▸ **REQUEST**
Reproduce the data word for word, from its first line through the line that contains "[0,0,467,492]", with both of those lines included.

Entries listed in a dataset
════════

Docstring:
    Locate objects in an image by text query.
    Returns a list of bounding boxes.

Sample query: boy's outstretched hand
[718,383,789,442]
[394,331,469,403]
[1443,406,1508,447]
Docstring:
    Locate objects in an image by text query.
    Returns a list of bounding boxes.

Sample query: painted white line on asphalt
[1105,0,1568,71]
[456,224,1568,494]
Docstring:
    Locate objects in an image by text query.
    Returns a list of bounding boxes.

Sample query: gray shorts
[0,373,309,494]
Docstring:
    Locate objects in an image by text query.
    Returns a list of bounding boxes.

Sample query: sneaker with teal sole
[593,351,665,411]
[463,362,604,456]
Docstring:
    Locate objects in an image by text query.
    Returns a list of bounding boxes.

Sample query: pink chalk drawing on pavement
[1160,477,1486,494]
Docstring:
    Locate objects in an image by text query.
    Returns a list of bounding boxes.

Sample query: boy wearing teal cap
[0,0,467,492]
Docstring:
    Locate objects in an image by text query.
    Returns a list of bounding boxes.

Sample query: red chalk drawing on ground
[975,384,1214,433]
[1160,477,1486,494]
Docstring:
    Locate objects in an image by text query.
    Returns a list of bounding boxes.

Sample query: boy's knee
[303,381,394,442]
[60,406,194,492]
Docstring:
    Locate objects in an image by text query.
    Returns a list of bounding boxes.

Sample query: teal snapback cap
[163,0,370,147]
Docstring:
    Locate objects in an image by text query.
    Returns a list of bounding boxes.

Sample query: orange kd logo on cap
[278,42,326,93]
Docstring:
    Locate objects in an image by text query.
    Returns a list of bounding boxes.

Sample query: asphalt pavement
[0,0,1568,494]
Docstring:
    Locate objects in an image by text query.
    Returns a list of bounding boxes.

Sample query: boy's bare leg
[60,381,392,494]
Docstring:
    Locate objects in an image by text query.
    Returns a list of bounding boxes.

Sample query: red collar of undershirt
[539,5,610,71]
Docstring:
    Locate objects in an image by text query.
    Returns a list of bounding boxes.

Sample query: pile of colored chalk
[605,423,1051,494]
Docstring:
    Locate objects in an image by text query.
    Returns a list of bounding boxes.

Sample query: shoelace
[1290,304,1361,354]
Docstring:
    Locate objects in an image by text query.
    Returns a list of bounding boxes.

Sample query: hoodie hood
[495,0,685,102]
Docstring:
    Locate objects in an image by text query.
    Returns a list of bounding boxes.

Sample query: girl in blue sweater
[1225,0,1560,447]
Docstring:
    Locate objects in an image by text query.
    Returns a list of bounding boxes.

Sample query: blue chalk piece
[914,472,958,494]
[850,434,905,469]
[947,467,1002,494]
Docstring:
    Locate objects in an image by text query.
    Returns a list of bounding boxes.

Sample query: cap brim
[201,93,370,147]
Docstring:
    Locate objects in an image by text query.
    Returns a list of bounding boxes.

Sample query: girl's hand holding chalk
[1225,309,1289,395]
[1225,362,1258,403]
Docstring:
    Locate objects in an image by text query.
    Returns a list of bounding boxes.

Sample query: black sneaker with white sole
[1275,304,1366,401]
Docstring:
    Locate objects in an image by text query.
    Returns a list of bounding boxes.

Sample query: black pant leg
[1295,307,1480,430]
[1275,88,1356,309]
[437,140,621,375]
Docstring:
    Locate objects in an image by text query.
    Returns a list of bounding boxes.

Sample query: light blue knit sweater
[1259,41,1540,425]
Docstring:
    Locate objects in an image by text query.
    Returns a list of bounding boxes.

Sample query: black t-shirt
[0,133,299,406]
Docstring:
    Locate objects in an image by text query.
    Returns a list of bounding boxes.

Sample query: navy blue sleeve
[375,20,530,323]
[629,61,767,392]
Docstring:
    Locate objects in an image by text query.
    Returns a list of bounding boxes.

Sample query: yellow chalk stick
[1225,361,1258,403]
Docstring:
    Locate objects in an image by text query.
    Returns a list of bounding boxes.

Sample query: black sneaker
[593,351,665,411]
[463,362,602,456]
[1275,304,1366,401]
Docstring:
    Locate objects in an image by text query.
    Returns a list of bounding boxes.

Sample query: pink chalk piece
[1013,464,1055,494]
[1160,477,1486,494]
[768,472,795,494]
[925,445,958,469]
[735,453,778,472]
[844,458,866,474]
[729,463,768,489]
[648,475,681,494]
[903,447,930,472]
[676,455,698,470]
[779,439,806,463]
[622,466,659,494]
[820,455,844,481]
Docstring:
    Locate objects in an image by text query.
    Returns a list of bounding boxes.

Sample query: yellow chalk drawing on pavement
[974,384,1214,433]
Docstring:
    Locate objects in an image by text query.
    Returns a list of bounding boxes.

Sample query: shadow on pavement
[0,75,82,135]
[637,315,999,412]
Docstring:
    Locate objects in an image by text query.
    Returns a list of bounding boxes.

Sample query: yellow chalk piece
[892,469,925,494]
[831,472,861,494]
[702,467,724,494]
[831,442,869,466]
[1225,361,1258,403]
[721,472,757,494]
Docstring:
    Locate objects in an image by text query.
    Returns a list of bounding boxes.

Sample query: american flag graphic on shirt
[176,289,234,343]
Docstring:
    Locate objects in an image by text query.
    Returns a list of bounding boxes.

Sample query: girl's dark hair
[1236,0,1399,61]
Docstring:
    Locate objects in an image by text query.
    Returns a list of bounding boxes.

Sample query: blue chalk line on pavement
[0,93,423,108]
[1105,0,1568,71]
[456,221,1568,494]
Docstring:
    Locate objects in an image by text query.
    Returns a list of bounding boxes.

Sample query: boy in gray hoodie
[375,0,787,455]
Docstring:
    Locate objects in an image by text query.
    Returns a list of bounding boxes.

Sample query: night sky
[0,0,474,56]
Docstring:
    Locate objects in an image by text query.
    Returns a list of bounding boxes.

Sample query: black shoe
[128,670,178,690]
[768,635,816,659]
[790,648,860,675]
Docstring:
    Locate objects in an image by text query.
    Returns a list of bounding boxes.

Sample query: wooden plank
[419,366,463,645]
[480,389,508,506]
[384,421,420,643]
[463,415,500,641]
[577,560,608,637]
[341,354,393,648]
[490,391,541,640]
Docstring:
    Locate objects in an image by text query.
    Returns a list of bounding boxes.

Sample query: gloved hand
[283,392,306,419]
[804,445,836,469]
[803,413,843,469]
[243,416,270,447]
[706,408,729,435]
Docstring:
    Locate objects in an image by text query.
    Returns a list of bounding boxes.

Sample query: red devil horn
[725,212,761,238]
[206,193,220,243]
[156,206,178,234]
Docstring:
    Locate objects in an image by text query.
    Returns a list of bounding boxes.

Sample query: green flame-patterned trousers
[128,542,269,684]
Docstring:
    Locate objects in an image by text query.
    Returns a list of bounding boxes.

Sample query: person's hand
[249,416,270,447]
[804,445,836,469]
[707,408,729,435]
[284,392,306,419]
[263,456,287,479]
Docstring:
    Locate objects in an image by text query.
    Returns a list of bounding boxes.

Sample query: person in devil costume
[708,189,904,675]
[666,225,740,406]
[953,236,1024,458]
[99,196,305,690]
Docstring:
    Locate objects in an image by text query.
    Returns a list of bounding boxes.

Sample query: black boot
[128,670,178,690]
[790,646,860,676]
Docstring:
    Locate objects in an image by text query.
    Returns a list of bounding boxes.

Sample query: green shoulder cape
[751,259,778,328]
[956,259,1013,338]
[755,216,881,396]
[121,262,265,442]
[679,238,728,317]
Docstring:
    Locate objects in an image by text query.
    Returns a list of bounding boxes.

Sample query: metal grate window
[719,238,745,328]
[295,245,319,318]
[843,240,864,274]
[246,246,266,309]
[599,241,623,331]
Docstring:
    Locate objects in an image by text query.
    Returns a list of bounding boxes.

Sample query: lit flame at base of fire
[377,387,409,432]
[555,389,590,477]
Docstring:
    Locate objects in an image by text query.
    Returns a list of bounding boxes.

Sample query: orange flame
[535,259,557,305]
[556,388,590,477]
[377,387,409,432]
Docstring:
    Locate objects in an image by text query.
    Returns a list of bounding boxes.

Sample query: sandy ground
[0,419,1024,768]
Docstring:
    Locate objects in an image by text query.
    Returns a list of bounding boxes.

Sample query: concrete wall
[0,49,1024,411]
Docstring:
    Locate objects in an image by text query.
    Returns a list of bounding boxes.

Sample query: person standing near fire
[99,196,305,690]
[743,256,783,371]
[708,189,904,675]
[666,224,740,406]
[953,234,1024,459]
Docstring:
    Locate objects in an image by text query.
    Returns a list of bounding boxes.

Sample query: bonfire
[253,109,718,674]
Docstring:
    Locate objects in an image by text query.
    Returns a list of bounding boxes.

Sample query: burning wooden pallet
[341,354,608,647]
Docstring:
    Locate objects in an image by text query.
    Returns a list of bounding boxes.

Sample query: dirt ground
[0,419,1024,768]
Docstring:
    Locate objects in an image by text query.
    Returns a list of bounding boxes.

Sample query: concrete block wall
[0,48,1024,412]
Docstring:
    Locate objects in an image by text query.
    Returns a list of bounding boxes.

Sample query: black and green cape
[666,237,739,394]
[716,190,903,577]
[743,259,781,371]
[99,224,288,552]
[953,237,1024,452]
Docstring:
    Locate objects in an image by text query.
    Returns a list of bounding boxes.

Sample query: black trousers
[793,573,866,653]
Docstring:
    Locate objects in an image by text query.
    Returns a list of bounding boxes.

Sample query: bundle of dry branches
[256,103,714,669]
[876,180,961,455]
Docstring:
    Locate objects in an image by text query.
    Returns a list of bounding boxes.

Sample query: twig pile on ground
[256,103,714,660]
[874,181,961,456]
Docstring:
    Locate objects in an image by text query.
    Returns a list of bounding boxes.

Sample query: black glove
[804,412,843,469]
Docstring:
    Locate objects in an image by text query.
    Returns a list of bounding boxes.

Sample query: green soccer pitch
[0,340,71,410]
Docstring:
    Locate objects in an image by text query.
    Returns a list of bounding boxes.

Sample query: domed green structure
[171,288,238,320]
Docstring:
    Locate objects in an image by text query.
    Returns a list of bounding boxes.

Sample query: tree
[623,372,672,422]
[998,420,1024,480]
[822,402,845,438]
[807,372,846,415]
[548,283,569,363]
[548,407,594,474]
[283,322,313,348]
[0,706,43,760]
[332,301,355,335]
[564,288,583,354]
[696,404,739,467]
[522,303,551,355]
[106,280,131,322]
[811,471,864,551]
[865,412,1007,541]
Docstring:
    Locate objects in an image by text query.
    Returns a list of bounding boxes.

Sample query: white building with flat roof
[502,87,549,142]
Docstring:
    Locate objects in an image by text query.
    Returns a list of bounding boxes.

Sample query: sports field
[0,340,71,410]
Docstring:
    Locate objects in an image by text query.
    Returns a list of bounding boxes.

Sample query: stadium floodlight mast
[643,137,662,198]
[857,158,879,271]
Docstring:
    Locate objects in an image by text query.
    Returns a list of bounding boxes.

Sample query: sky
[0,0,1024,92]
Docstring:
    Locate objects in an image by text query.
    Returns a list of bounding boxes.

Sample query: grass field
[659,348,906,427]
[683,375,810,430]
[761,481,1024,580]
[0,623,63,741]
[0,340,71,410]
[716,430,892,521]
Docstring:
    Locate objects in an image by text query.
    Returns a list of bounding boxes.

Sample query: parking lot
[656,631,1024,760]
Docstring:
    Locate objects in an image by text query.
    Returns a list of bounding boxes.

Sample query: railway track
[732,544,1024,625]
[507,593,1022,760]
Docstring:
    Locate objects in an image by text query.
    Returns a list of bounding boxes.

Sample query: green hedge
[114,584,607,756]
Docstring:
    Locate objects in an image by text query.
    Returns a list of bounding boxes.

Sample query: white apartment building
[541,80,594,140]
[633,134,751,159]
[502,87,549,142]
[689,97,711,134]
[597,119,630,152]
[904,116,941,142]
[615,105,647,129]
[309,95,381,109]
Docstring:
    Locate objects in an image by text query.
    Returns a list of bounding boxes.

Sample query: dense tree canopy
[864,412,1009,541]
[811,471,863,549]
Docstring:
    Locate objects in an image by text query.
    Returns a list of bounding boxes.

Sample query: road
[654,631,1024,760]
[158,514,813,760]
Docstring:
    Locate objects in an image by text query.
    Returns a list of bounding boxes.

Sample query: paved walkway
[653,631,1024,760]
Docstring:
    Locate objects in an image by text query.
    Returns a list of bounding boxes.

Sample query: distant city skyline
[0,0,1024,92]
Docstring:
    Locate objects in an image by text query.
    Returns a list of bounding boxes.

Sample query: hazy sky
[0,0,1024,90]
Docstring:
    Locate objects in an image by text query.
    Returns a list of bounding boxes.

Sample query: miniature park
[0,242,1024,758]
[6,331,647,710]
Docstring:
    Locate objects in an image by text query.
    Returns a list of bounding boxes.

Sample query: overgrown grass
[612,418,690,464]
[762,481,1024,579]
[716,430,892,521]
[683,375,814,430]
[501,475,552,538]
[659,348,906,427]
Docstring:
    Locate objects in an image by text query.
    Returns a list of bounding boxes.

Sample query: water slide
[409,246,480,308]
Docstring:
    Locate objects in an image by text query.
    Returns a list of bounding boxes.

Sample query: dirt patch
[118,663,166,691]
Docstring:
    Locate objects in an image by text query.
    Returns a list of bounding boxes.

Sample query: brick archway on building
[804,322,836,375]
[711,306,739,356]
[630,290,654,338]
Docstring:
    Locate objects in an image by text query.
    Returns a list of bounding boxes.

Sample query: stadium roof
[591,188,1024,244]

════════

▸ **RESPONSE TO THE EXERCISE**
Docstring:
    Locate objects in an image by text query.
    Returns a list of bounding boxes.

Sample query: boy's outstretched hand
[718,383,789,442]
[394,331,469,403]
[1443,406,1508,447]
Docstring:
    Locate objects in an image by text query.
    Returns a list of bounding boxes.

Sample query: painted white line on asphalt
[1105,0,1568,71]
[456,224,1568,494]
Docstring:
    Locate objects in an image by text query.
    Returns a list of bounding boxes.

Sample query: gray shorts
[0,373,309,494]
Docstring:
    Locate objects in an image by text query.
    Returns a list of bounding boxes.

Sample query: sneaker with teal sole
[593,351,665,411]
[463,362,604,456]
Docstring:
    Locate objects in an image by text query.
    Returns a list of bounding boxes.

Sample query: pink chalk drawing on pavement
[1160,477,1486,494]
Docstring:
    Locate objects in an image by text query.
    Returns a list of bounding boxes.

Sample query: boy wearing teal cap
[0,0,467,492]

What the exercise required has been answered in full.